[Start Information shown]
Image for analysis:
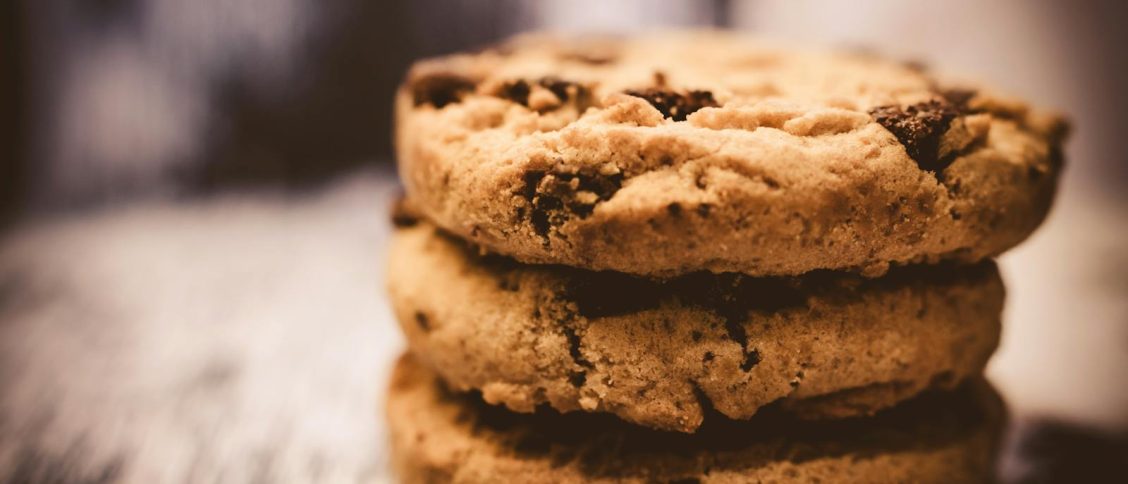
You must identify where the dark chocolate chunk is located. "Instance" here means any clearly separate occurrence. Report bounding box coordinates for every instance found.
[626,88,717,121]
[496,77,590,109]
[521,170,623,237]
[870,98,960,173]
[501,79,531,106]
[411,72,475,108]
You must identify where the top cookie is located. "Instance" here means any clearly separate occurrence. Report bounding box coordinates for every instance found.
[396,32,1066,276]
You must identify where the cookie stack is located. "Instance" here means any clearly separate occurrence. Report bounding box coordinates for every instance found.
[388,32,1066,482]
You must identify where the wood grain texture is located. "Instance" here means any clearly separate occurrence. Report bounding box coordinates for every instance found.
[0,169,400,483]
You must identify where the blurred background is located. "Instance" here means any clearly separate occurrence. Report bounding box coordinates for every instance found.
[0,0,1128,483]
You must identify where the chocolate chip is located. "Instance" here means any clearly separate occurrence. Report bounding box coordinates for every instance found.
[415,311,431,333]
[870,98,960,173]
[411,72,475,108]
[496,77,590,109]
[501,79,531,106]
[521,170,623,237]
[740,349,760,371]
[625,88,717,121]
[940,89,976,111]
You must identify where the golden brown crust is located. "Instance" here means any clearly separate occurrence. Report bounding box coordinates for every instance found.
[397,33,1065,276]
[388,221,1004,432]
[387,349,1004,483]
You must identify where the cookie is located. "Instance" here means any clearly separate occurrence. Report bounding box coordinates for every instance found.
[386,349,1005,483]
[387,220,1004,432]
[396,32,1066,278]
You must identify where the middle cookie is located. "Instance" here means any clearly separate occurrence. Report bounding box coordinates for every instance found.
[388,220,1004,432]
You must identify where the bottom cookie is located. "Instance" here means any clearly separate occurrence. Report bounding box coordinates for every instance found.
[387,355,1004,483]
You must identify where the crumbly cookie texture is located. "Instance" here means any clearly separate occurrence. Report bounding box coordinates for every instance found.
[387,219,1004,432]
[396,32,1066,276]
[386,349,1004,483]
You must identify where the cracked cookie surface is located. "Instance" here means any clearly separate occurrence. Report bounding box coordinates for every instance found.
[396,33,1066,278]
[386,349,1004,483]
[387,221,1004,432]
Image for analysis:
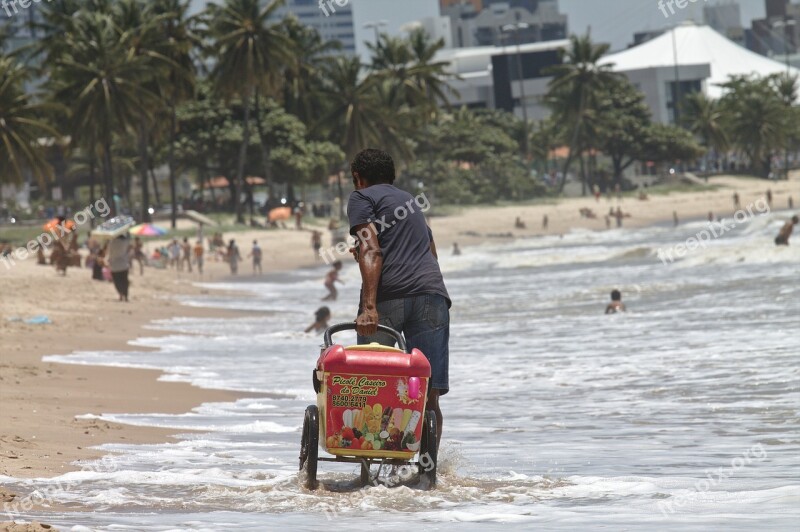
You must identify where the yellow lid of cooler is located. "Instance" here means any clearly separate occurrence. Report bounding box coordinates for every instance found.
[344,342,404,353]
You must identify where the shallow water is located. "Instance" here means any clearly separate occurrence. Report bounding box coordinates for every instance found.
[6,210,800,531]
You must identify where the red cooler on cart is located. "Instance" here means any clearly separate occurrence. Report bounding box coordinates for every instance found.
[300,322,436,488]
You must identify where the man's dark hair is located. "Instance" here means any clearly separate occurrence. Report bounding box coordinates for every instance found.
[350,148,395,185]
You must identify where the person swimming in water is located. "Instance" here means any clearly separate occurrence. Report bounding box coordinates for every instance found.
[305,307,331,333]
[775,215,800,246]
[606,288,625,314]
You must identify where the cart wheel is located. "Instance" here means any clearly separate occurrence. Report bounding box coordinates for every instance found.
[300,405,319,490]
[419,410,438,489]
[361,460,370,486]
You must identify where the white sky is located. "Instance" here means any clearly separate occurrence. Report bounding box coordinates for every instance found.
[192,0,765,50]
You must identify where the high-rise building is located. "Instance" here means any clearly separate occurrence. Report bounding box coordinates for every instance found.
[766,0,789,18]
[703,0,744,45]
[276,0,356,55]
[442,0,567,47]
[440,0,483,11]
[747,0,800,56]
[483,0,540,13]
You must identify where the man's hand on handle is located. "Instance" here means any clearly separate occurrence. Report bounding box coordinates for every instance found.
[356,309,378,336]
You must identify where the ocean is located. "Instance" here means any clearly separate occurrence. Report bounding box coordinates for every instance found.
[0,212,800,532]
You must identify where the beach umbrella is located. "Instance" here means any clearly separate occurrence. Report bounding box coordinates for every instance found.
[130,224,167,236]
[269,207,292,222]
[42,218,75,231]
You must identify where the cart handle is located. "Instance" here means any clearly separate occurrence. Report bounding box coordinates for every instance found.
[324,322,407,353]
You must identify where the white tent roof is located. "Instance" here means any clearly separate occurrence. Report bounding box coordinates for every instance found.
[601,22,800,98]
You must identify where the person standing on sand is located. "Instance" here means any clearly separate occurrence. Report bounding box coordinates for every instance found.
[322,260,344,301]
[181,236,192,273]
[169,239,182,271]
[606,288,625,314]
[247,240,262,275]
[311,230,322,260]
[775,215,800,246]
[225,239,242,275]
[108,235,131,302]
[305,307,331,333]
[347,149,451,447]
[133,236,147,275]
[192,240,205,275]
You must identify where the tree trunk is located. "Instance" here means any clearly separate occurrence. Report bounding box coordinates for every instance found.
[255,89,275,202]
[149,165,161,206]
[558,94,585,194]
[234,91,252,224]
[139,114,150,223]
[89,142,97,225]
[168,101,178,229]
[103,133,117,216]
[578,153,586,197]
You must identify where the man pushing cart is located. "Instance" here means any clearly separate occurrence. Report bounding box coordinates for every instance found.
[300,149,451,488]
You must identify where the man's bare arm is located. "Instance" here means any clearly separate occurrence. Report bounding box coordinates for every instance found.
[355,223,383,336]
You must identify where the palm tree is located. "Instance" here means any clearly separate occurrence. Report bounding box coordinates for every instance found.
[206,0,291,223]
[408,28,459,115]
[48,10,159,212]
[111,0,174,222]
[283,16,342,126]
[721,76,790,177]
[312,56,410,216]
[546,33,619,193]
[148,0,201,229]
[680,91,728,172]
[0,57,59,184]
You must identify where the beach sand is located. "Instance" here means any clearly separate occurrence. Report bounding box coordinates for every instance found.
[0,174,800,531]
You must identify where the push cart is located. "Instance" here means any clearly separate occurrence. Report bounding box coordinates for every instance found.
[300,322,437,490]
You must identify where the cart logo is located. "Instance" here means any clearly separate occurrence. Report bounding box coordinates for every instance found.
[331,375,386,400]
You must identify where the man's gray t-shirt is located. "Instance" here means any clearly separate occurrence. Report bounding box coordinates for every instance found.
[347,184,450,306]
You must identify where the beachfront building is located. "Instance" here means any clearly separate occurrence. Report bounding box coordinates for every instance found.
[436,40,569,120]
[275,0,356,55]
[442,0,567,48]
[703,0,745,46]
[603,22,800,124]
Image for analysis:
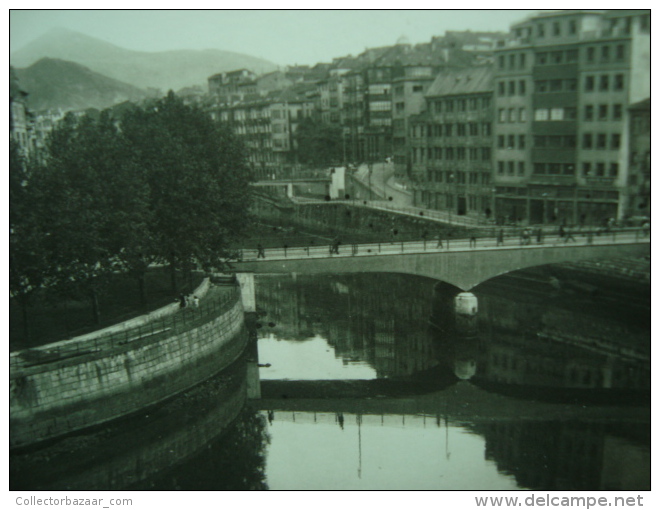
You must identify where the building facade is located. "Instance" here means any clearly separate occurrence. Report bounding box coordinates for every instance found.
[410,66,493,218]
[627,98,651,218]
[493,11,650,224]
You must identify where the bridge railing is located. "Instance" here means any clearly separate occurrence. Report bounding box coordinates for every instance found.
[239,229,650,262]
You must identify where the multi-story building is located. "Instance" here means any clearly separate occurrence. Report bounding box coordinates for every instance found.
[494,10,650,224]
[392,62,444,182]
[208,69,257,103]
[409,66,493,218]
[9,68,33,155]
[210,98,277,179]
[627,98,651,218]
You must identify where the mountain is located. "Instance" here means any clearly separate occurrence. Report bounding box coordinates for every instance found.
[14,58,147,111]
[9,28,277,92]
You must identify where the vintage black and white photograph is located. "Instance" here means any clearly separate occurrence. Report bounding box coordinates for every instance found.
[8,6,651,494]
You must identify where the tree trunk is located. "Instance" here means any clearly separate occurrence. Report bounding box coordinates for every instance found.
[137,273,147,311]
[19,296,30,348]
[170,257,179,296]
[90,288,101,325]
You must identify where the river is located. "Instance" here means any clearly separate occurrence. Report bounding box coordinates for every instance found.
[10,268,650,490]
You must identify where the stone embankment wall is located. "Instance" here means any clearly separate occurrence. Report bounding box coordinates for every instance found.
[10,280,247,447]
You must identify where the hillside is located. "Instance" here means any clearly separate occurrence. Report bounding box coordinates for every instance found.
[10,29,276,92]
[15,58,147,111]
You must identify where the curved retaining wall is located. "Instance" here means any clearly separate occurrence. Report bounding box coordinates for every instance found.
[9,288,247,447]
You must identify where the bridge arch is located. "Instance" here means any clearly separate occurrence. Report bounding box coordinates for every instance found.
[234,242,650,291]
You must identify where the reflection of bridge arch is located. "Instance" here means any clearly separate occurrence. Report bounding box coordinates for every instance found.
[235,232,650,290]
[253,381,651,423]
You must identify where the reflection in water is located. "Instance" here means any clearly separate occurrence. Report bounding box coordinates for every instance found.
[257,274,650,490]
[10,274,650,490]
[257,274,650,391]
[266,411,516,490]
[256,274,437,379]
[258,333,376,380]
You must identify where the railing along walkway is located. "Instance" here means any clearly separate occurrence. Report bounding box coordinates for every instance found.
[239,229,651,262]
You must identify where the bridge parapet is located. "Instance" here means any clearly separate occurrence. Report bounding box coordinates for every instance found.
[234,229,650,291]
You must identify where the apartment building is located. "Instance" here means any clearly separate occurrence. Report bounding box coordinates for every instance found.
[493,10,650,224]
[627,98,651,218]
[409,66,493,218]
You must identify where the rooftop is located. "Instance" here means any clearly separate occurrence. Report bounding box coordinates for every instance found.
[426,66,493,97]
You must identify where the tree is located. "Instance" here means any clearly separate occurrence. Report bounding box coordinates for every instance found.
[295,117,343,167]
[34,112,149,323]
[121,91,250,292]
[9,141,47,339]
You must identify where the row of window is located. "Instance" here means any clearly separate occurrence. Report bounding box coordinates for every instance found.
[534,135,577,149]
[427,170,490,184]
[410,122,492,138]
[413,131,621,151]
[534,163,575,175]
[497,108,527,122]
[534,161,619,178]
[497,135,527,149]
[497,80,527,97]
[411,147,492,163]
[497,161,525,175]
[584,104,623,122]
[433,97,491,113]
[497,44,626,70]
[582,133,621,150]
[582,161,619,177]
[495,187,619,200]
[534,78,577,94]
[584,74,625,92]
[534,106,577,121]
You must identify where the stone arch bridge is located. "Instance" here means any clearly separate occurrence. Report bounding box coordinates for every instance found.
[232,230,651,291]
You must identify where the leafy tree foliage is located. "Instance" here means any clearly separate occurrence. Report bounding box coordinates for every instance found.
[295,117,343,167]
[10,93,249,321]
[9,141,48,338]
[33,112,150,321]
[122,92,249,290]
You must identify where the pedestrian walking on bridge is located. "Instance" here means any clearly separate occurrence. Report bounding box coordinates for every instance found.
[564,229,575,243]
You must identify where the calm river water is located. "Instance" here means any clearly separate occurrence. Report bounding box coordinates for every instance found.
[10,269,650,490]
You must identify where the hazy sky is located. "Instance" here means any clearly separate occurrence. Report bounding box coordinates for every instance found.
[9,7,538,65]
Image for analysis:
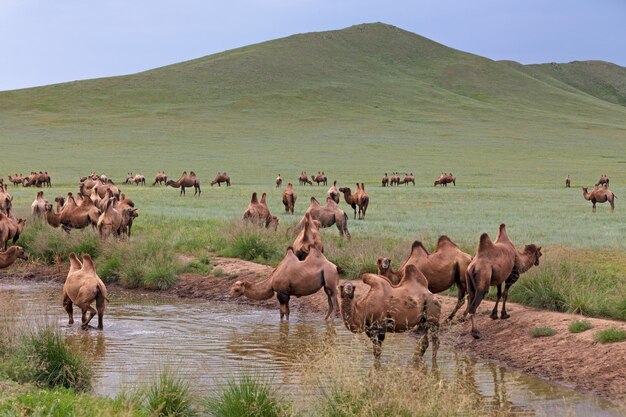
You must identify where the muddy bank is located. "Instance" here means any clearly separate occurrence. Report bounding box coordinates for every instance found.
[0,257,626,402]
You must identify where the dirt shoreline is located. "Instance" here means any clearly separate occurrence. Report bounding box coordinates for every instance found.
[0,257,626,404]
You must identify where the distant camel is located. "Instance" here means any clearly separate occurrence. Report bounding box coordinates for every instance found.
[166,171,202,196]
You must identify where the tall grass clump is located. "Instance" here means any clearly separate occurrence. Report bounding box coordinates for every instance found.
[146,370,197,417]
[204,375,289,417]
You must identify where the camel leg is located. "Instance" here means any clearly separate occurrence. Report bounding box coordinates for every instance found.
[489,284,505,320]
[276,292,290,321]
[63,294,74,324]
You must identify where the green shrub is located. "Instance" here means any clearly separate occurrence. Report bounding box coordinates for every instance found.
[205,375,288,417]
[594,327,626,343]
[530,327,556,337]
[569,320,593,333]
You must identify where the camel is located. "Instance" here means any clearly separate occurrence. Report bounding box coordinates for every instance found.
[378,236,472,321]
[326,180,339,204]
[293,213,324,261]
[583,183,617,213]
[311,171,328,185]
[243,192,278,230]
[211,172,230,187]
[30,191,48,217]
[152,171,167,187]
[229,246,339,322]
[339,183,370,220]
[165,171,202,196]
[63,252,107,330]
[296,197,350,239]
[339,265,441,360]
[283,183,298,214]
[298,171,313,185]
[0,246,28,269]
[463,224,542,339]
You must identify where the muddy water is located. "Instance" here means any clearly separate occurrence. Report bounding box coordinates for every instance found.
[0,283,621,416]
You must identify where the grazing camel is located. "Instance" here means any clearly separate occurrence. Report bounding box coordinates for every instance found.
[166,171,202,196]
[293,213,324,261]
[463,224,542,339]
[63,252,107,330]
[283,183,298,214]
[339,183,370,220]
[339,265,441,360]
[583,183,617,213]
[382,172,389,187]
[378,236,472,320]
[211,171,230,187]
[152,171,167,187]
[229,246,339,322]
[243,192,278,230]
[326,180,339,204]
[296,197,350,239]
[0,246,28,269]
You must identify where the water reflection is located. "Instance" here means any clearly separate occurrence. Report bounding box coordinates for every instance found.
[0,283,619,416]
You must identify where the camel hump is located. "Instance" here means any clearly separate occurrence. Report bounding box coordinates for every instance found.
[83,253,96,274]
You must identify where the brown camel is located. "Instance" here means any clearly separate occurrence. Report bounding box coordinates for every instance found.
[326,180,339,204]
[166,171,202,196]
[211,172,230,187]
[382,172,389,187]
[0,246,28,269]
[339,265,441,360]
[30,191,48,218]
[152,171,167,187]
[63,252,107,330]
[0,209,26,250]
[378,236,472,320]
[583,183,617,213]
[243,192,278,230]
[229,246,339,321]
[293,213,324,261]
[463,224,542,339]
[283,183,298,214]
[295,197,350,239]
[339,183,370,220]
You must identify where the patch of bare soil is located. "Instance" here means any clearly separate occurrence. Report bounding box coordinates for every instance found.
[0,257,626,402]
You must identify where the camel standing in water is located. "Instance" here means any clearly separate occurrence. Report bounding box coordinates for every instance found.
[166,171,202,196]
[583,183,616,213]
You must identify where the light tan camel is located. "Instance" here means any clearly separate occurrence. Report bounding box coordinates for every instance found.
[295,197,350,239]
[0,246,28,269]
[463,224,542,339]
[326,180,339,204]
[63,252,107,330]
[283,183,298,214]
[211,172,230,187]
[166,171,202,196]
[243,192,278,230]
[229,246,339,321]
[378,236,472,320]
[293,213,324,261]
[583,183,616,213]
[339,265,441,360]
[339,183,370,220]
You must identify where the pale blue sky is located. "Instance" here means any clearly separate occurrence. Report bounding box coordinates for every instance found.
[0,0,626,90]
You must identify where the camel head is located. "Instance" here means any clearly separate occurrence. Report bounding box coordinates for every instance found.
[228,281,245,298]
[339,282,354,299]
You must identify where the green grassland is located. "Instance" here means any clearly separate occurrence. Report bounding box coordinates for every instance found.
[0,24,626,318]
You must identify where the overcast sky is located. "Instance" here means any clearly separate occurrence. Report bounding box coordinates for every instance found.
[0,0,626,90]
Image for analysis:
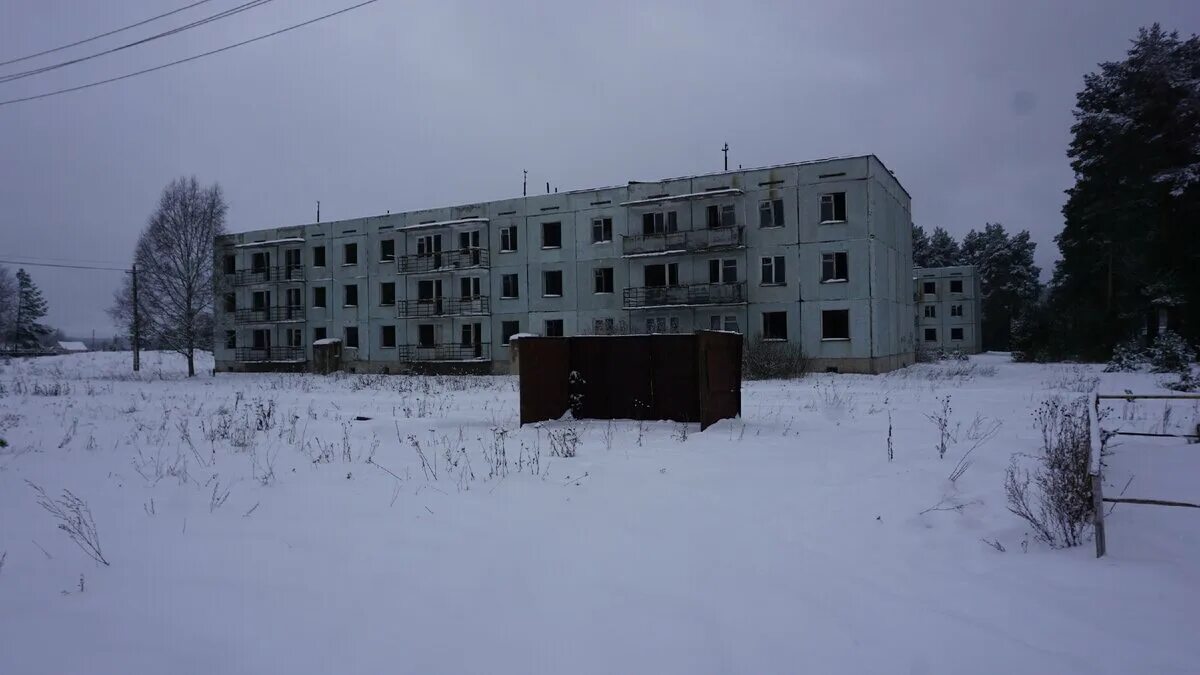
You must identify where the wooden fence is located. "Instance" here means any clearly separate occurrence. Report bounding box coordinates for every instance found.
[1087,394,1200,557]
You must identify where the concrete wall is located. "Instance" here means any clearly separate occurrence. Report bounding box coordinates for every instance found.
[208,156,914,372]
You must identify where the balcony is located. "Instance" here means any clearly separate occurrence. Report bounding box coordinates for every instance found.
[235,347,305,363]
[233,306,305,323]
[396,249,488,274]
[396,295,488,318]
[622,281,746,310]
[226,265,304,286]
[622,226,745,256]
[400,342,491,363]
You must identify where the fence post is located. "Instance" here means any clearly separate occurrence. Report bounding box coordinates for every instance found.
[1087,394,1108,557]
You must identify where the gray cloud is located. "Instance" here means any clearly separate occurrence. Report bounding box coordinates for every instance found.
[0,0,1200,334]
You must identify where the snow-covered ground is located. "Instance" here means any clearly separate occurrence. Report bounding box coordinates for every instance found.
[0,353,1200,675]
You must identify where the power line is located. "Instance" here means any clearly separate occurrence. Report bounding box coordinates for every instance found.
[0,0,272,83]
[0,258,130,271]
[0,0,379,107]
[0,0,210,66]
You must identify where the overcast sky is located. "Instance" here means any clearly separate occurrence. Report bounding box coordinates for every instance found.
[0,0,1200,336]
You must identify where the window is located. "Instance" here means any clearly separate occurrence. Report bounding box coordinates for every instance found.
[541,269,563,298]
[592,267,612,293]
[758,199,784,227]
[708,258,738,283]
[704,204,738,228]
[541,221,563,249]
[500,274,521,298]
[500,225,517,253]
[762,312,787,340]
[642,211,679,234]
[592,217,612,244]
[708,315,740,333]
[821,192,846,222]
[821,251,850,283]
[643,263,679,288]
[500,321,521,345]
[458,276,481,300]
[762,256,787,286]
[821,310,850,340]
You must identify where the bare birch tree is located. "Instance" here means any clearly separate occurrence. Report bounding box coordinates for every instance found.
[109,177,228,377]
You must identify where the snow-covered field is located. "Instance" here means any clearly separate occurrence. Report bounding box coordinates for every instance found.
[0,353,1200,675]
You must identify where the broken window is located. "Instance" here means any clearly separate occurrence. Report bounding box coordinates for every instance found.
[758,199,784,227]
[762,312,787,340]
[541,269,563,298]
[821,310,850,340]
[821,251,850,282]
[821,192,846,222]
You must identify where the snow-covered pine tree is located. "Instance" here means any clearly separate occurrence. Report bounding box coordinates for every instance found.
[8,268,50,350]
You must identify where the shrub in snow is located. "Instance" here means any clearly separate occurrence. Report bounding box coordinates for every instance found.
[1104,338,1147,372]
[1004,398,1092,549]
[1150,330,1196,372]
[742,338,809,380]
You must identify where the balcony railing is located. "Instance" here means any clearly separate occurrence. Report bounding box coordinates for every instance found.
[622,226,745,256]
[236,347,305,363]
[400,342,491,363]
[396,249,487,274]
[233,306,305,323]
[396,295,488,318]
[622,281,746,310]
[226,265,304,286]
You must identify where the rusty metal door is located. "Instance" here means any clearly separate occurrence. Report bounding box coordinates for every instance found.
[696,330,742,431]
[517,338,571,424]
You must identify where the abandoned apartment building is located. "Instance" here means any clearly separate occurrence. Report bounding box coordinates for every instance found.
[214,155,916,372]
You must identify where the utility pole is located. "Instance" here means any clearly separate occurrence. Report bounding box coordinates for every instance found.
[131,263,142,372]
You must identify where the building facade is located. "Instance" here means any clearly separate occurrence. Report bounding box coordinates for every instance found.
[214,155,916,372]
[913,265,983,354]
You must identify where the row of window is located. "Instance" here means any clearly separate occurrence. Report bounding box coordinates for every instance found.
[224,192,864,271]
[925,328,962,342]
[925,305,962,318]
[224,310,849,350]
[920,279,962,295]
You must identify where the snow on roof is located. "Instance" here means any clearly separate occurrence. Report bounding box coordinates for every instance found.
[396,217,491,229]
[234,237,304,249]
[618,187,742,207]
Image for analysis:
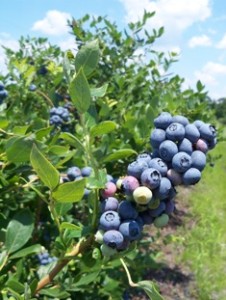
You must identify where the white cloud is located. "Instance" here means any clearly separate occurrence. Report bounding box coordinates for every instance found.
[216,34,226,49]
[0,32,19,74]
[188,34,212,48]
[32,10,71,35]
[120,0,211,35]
[End Information shown]
> _Stated problem_
Render the data from its start through the line containing "[0,169,400,483]" as a Markdown table with the columns No. and Line, giving each line its own row. Skip blank lines and leave the pictures out.

> _Exercise answer_
| No. | Line |
|---|---|
| 1 | Image for analysis: |
| 2 | You must identify where the dark chocolate chunk is located. "Instance" here means any clearly separate occurrence. Report bounding box coordinates for every instance found. |
| 3 | [626,88,717,121] |
| 4 | [496,77,590,109] |
| 5 | [521,170,623,237] |
| 6 | [870,98,960,173] |
| 7 | [501,79,531,106] |
| 8 | [411,72,475,108] |
| 9 | You must identify where the top cookie is located. "Instance" here means any clearly separate occurrence. Report bounding box coordinates for every instance found. |
| 10 | [396,32,1066,276] |
| 11 | You must identify where the cookie stack is located. "Instance" here means any clearly separate occurrence. Report bounding box coordinates for every instance found. |
| 12 | [388,32,1066,482] |
| 13 | You must identify where the wood grain texture is located. "Instance" here means any clearly separate occurrence. Report bounding box coordinates for every instance found. |
| 14 | [0,169,400,483] |